Your objective
Present the data once more in exactly its original form.

start

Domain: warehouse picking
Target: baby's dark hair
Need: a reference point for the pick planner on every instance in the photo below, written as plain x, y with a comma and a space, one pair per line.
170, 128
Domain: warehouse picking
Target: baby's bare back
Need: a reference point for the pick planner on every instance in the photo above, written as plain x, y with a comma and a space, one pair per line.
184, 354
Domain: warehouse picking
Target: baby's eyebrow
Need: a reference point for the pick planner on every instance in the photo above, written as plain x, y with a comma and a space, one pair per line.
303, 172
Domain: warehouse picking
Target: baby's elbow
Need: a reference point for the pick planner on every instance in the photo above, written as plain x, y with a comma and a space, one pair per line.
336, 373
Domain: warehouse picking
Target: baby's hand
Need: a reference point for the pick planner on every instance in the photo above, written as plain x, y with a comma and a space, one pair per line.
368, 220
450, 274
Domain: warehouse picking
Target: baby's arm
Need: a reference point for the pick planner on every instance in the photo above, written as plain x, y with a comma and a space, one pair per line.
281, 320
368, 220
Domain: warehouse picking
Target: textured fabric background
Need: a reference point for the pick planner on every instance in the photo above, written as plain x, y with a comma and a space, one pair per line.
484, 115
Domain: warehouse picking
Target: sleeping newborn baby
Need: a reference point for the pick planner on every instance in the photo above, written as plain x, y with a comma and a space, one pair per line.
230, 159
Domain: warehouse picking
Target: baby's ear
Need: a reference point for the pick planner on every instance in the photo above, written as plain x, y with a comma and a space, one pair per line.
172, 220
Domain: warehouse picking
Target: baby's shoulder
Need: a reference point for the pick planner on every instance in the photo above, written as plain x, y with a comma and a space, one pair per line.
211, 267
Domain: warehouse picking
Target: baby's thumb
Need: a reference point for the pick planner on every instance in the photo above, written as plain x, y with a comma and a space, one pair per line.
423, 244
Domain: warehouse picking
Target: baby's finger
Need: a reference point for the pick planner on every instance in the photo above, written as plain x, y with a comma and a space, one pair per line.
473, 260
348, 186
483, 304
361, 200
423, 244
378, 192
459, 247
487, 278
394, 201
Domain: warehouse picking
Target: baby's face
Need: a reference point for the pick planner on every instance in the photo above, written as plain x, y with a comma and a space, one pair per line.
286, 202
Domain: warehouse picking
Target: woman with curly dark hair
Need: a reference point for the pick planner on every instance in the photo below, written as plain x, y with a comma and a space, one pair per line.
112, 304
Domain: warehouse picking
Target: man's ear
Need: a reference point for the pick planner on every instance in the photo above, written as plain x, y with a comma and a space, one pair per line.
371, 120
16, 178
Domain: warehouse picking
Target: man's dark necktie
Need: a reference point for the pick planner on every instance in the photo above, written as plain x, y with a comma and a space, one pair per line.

end

Exercise solution
Domain: warehouse picking
Target: baby's dark hair
Need: a reference point for the pick planner on every instance in the photo below, written as plain x, y with a comma and a space, one pair per line.
170, 128
Domain: warehouse picking
Target: baby's bare back
Need: a reference point for the pick planner on every instance in the photo above, written as plain x, y with a comma and a space, one pair per line.
184, 354
Domain: warehouse picking
Target: baby's eyebrow
Need: a reference point for the pick planner on every instance in the photo above, written as plain x, y with a comma and a space, one pair per line.
303, 172
Domain: warehouse picking
Target: baby's elbow
Need: a reference point for the pick planner on every instance in the photo above, written as plain x, y with a comma and a space, one pair per line.
336, 373
Domain: warehouse picking
Target: baby's hand
Need: a reference point for the pick planner on every instance in the photo above, written as plain x, y with a comma and a space, one pair per line.
368, 220
450, 274
Domain: warehouse picking
Target: baby's arm
Need: a reference point for the pick planner on every instance in the photo above, written as plain x, y with a comma and a space, one pair per line.
281, 320
368, 220
Domain: warehouse picking
Target: textured fabric background
Need: a reference point for the pick planner on every instance in the photo above, written as plain x, y with a comma and a space, one pair per line.
484, 115
Domain: warehouse picking
Target: sleeping newborn baby
Need: a reference point for the pick planner on every instance in the photo above, written as plain x, y with a comma and a space, one pair per line.
230, 159
Domain: warehouse picking
Target: baby's ear
Need: a reference point for the pick planner on every instance in the photo above, written as plain x, y with a comma and a space, one pair per line.
172, 220
Domain: warehouse picking
Target: baby's shoulder
Need: a reference point for the pick planner on every instance in the photo above, written as plain x, y with a comma and a space, one pair per line.
211, 267
Domain: warehouse picking
Target: baby's thumb
Need: a reference point for the pick planner on every instance in the photo above, written as plain x, y with a comma and a space, one pair per line.
423, 244
Domain: warehouse picking
Target: baby's finger
Need: a reference point for the pick planner on every instance in the photo above, written as plain x, y with a comma and a space, one pair per line.
473, 260
348, 186
483, 304
361, 200
423, 244
378, 192
459, 247
487, 278
394, 201
Domain: warehouse picking
Target: baby's face
Need: a reference point for the pick planner on every instance in the photo above, written as plain x, y with a comma and a space, one pair per line.
286, 202
Domain: warehouse picking
Target: woman with curly dark hair
Need: a reference point for the pick planner on every instance in the photo below, written as plain x, y with a comma and a space, one pair per line.
112, 304
Domain: warehouse picking
Target: man's ear
Need: a reference point for the pick planner on every instance in the photo above, written as plain x, y with a comma and a space, one pair per line.
371, 120
16, 178
Domain: warehouse picking
Target: man's dark necktie
Need: a reference point for the pick planner on every instance in the photo above, written as plain x, y with a comma and a space, one pair per line.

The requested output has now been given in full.